▶ [WHAT IS REQUIRED] For each line in the data below, write an exact copy.

*** GIVEN RECORDS ***

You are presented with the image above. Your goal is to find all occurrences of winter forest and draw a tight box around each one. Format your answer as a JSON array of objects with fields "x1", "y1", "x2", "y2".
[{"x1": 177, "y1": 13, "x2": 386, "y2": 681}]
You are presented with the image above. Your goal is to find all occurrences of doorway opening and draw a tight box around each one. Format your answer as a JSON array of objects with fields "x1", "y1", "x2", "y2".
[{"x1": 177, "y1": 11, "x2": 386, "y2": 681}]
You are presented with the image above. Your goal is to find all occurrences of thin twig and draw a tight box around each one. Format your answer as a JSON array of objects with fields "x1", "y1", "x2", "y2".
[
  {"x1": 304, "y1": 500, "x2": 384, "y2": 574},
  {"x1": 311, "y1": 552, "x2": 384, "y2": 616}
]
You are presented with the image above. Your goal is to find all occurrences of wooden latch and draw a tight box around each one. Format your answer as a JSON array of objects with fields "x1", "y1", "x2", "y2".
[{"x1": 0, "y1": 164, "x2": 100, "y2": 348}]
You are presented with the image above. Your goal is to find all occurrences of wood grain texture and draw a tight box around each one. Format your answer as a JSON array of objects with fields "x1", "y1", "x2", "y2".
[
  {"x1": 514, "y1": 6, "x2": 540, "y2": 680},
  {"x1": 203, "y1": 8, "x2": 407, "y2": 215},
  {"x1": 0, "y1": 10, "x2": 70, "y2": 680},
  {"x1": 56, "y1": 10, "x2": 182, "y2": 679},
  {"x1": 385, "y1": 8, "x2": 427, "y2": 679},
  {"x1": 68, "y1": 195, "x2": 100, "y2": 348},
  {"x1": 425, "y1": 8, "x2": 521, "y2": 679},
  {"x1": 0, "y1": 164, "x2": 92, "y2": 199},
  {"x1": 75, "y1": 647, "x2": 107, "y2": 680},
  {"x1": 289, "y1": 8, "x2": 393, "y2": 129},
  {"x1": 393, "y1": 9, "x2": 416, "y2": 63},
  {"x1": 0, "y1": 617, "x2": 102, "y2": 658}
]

*** End of GIVEN RECORDS ***

▶ [REPLY]
You are presented with the image above. Your goal is to find all occurrences of winter forest and draw a tight box around each one. Format your answer as a JSON array of objects with fields "x1", "y1", "x2", "y2".
[{"x1": 177, "y1": 13, "x2": 386, "y2": 681}]
You are presented with the image above. Your goal is to find all occurrences of doorway opening and draw a tight box around each one. Format your answer as a JSON array of objects with fields "x1", "y1", "x2", "y2".
[{"x1": 177, "y1": 11, "x2": 386, "y2": 681}]
You are presented with the image above. Your goal is to find all occurrences of thin twig and draw a tight box around each one. Format your answer as a JSON array of objects with fields "x1", "y1", "x2", "y2".
[
  {"x1": 304, "y1": 500, "x2": 384, "y2": 574},
  {"x1": 311, "y1": 552, "x2": 384, "y2": 616}
]
You are presented with the image above. Your goal is to find all occurrences of wooden latch and draw a tight box around each one. Format your answer as a JSON array of objects with fields "x1", "y1", "x2", "y2".
[{"x1": 0, "y1": 164, "x2": 100, "y2": 348}]
You are presented with the image above. Your goal is to find all occurrences of wood grain texture and draw a tight box around each one. Format your answer as a JSON array of objects with fields "x1", "y1", "x2", "y2".
[
  {"x1": 514, "y1": 6, "x2": 540, "y2": 680},
  {"x1": 203, "y1": 8, "x2": 407, "y2": 215},
  {"x1": 0, "y1": 10, "x2": 70, "y2": 680},
  {"x1": 56, "y1": 10, "x2": 182, "y2": 679},
  {"x1": 385, "y1": 8, "x2": 427, "y2": 679},
  {"x1": 68, "y1": 195, "x2": 100, "y2": 348},
  {"x1": 425, "y1": 8, "x2": 521, "y2": 679},
  {"x1": 0, "y1": 164, "x2": 92, "y2": 199},
  {"x1": 75, "y1": 647, "x2": 107, "y2": 680},
  {"x1": 289, "y1": 8, "x2": 393, "y2": 129},
  {"x1": 393, "y1": 9, "x2": 416, "y2": 63},
  {"x1": 0, "y1": 617, "x2": 102, "y2": 658}
]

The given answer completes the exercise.